[[ Text, beginning ]]

Behavioral Health Considerations

Kim Maryniak, PhD, RNC-NIC, NEA-BC

Behavioral Health

The terms behavioral health and mental health are often used interchangeably to identify the aspect of medical practice that relates to an individual’s mental well-being. Regardless of what we call it, there is stigma associated with these conditions. Behavioral health disorders are the leading cause of disability in the United States and Canada (National Institute of Mental Health [NIMH], n.d.). An estimated one in five adults, or approximately 17.9 percent of Americans ages 18 and older, suffers from a diagnosable mental disorder (NIMH, n.d.). The needs of patients with mental illness may challenge nurses unfamiliar with evidence-based treatment options.

[[ Text, end ]]

→ **Apply what you read**:
[1] In the behavioral health text, what are the leading cause of disability in the United States and Canada?
[2] Repeat the stretch of the behavioral health text from "The terms behavioral" through "evidence-based treatment options.", word for word.

[[ Supplied data, beginning ]]

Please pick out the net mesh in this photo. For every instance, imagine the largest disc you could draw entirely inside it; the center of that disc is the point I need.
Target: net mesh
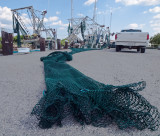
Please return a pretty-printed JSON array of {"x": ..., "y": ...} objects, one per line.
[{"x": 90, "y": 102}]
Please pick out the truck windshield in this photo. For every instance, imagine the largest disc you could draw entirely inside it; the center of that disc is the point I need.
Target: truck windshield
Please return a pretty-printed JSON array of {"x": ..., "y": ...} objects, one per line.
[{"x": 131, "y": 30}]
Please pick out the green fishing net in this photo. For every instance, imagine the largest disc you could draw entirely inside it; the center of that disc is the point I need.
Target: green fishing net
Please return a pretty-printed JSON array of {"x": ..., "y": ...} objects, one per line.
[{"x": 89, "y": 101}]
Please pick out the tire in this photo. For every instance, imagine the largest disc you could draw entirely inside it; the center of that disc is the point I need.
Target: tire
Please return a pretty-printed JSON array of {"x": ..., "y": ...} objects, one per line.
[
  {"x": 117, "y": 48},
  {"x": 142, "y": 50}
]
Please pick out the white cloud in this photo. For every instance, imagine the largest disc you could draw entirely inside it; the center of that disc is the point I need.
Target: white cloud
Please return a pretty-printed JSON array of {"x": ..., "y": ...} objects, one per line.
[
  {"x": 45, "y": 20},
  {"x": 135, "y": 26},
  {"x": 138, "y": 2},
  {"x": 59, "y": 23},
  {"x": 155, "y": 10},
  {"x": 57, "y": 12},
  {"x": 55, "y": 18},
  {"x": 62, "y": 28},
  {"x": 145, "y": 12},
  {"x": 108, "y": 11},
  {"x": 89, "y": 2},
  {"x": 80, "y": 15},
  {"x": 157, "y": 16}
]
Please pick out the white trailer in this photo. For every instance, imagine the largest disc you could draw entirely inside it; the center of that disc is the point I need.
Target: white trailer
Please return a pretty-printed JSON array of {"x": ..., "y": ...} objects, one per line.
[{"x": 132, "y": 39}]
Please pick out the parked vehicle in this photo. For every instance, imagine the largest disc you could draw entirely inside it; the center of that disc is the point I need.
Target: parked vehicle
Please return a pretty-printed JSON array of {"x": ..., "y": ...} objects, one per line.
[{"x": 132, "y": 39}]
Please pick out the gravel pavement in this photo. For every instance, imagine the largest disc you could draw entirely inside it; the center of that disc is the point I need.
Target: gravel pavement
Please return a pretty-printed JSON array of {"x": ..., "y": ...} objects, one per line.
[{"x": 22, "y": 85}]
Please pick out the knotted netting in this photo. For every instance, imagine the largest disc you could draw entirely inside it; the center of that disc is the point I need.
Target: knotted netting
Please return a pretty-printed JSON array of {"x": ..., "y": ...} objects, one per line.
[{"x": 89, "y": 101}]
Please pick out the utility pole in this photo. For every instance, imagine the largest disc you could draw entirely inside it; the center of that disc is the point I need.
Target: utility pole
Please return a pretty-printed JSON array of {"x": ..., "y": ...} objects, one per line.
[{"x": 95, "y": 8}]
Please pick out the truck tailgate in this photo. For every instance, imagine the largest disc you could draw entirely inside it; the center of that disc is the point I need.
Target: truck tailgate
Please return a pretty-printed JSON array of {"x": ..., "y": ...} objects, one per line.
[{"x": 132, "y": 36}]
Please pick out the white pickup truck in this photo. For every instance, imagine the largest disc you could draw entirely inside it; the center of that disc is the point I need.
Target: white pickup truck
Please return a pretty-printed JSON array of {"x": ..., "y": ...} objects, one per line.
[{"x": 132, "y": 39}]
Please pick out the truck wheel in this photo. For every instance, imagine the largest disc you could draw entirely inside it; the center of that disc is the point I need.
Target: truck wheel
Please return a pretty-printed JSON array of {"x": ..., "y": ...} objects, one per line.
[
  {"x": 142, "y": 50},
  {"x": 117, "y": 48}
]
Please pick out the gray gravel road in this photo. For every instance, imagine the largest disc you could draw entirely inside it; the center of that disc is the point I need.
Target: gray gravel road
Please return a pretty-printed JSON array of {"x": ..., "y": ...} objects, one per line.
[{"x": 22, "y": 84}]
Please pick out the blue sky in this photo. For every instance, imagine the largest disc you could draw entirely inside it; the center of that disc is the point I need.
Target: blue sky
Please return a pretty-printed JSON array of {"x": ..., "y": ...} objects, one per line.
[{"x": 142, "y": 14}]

[[ Supplied data, end ]]

→ **Task answers**:
[1] Behavioral health disorders.

[2]
The terms behavioral health and mental health are often used interchangeably to identify the aspect of medical practice that relates to an individual’s mental well-being. Regardless of what we call it, there is stigma associated with these conditions. Behavioral health disorders are the leading cause of disability in the United States and Canada (National Institute of Mental Health [NIMH], n.d.). An estimated one in five adults, or approximately 17.9 percent of Americans ages 18 and older, suffers from a diagnosable mental disorder (NIMH, n.d.). The needs of patients with mental illness may challenge nurses unfamiliar with evidence-based treatment options.